**What is required:**
Only the lines from the one containing "Objective — for every instance of the metal" through the end of the entries should be repeated, exactly as they appear, first and last included.
— begin Exercise data —
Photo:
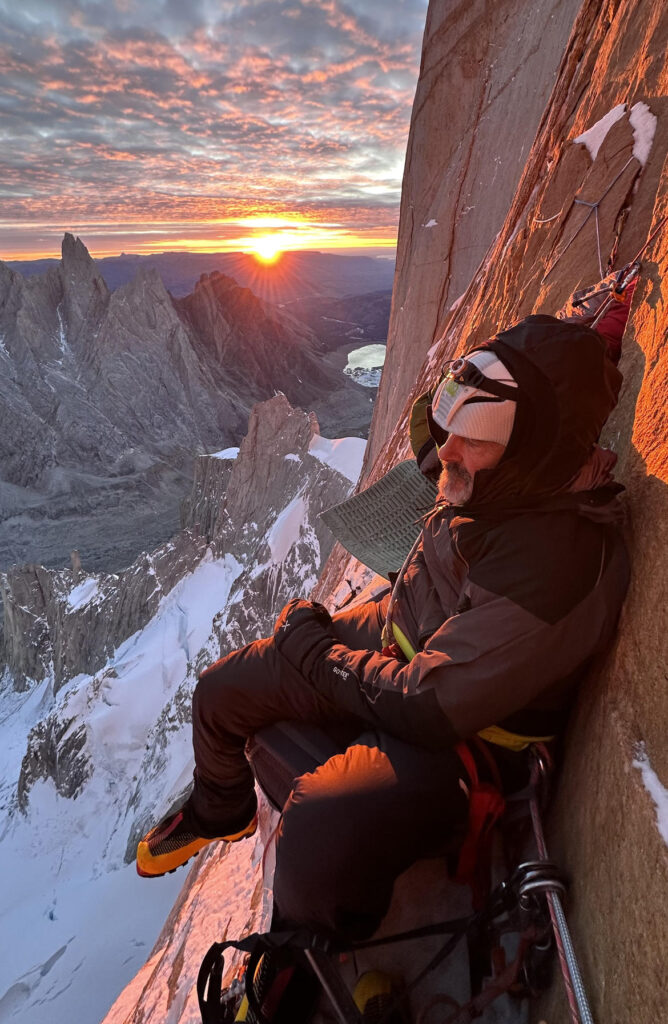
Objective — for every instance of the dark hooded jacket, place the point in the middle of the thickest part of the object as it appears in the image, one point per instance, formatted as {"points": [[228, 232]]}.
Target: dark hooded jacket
{"points": [[508, 598]]}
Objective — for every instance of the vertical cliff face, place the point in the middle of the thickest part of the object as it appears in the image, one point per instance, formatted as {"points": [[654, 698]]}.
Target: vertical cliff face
{"points": [[593, 185], [544, 243], [487, 73]]}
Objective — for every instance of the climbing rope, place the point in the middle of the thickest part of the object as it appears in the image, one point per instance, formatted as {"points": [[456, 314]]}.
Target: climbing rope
{"points": [[593, 208]]}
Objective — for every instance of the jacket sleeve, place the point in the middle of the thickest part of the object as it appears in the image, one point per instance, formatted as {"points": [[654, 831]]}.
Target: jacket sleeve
{"points": [[478, 668]]}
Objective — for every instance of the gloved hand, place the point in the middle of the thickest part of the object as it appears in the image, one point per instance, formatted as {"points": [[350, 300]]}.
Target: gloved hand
{"points": [[302, 633]]}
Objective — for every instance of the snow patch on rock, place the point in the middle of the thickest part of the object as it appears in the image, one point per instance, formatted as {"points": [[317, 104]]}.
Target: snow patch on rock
{"points": [[83, 594], [343, 454], [286, 530], [225, 454], [655, 787], [593, 137]]}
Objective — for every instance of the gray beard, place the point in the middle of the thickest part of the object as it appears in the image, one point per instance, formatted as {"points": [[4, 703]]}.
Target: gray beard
{"points": [[455, 484]]}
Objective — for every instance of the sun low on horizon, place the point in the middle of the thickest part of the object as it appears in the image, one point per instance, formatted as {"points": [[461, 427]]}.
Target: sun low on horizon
{"points": [[267, 250], [182, 129]]}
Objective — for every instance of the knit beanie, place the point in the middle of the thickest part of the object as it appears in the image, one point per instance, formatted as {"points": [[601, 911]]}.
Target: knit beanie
{"points": [[469, 412]]}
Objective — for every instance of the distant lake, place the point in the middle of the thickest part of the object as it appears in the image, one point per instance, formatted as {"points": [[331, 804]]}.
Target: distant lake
{"points": [[365, 365]]}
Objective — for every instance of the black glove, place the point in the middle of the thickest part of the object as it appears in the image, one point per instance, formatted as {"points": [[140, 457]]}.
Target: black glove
{"points": [[302, 634]]}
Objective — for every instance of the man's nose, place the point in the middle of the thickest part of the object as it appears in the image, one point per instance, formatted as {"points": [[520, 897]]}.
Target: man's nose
{"points": [[451, 451]]}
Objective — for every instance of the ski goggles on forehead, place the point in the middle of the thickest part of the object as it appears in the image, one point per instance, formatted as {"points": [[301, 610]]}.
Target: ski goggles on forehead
{"points": [[463, 373], [463, 383]]}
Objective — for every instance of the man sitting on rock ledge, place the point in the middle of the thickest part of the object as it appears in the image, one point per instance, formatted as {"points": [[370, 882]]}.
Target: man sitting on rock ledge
{"points": [[514, 585]]}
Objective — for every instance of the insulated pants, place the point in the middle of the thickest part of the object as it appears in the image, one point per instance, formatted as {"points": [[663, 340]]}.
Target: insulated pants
{"points": [[361, 807]]}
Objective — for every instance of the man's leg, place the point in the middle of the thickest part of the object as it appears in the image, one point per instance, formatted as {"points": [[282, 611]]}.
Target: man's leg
{"points": [[352, 825], [252, 688], [236, 696]]}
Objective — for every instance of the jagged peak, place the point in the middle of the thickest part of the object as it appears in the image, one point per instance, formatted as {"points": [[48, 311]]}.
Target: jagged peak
{"points": [[73, 250]]}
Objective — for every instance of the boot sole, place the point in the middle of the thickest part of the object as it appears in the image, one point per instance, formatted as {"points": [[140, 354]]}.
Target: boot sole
{"points": [[246, 833]]}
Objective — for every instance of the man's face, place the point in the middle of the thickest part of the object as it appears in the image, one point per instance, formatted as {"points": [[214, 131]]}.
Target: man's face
{"points": [[461, 458]]}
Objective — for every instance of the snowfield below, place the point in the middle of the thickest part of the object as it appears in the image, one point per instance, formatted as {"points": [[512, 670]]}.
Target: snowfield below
{"points": [[77, 921]]}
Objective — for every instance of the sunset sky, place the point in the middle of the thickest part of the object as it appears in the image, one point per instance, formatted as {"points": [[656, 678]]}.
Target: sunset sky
{"points": [[154, 125]]}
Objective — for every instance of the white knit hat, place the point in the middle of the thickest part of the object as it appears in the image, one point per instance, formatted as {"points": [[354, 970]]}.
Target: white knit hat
{"points": [[470, 412]]}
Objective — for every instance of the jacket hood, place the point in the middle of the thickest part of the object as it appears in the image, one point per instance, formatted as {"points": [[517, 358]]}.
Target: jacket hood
{"points": [[567, 388]]}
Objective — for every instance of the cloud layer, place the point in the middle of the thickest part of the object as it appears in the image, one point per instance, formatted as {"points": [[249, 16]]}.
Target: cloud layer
{"points": [[120, 118]]}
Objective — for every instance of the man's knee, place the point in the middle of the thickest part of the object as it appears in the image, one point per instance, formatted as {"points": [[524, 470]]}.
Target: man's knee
{"points": [[319, 879], [221, 689]]}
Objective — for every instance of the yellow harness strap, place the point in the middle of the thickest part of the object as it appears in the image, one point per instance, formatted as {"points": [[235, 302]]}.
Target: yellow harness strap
{"points": [[493, 733]]}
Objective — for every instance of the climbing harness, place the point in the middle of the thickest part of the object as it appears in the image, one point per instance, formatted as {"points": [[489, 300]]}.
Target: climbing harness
{"points": [[526, 904]]}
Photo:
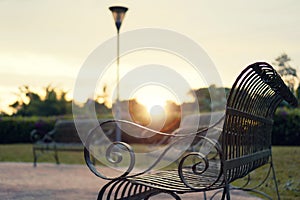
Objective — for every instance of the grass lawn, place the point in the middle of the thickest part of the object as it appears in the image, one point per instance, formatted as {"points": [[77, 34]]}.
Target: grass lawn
{"points": [[23, 153], [286, 161]]}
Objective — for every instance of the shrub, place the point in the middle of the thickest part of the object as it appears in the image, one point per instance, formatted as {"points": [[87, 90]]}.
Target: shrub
{"points": [[286, 130], [17, 129]]}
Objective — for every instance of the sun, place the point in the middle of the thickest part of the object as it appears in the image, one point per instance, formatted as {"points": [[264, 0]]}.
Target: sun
{"points": [[154, 97]]}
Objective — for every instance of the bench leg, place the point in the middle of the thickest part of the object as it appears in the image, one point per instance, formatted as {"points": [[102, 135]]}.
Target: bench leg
{"points": [[34, 157], [56, 156], [226, 192], [274, 179]]}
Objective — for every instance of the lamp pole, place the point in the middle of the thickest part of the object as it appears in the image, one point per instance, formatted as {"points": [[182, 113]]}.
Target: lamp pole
{"points": [[118, 13]]}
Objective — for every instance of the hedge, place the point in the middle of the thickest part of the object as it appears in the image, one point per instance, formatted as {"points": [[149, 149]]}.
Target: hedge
{"points": [[17, 129], [286, 130]]}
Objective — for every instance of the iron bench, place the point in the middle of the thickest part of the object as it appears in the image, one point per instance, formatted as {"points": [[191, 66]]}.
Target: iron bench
{"points": [[244, 145], [63, 137]]}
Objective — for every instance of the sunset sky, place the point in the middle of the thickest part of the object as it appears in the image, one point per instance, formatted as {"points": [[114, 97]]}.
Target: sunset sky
{"points": [[46, 42]]}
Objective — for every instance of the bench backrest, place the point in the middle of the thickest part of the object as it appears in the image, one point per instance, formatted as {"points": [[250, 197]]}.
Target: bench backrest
{"points": [[246, 136]]}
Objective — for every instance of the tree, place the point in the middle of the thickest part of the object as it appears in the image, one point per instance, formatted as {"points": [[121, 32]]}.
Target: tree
{"points": [[32, 103], [288, 73]]}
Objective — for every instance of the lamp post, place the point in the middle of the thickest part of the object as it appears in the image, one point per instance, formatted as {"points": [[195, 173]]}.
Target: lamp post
{"points": [[118, 13]]}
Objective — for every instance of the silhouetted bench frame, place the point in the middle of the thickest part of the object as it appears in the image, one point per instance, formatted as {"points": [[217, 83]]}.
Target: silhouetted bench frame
{"points": [[63, 137], [244, 145]]}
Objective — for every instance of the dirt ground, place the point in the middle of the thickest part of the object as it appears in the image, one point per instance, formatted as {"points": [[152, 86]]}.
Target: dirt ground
{"points": [[21, 181]]}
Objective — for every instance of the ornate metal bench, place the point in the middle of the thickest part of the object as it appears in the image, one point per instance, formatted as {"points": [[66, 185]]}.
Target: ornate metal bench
{"points": [[244, 145]]}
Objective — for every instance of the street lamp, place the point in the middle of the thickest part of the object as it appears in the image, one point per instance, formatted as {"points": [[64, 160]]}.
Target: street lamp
{"points": [[118, 13]]}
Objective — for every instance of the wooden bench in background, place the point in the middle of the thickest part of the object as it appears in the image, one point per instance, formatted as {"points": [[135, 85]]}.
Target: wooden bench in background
{"points": [[63, 137], [244, 145]]}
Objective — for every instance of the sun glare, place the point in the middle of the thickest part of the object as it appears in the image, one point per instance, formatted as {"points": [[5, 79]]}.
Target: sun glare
{"points": [[154, 96]]}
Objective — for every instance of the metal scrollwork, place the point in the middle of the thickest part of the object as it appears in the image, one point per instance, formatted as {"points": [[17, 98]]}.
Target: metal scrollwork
{"points": [[114, 154], [195, 167]]}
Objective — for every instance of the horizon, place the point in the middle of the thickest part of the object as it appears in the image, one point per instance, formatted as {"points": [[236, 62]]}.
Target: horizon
{"points": [[47, 42]]}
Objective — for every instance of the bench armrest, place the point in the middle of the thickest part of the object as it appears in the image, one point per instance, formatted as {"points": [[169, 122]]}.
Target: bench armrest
{"points": [[114, 156], [37, 136]]}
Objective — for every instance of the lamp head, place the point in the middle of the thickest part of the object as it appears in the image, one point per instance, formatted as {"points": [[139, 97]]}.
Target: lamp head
{"points": [[118, 14]]}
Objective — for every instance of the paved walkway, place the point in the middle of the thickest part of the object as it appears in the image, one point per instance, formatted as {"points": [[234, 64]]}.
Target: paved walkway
{"points": [[21, 181]]}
— end Exercise data —
**Exercise answer:**
Objective — for every instance of the metal scrollwork, place the point in the middle of the thickest part of the object as it appears in the image, one point per instance, formatted as {"points": [[17, 98]]}.
Target: metal scrollwork
{"points": [[114, 154], [195, 167]]}
Objective — for every instance of the horizon, place the point in the middle of the thickest part of the object as it appears in the image, one point per instance, formatted as {"points": [[236, 62]]}.
Target: horizon
{"points": [[47, 42]]}
Objective — for every instance of the bench armrest, place the point in the middle of the thickest part of the object as it appears in the image, one point per instance, formatted as {"points": [[169, 122]]}.
Target: bench armrest
{"points": [[114, 156], [37, 136]]}
Objective — for every instance of the lamp head, place the point in the middle of the thickest part of the object as it appears in the image, one point per instance, formatted as {"points": [[139, 97]]}.
Target: lamp head
{"points": [[118, 14]]}
Objective — for every instance of the paved walkway, place the point in the middle of the thickest part of the object as it appears in the image, one point per instance, formatted as {"points": [[234, 64]]}.
Target: paved walkway
{"points": [[21, 181]]}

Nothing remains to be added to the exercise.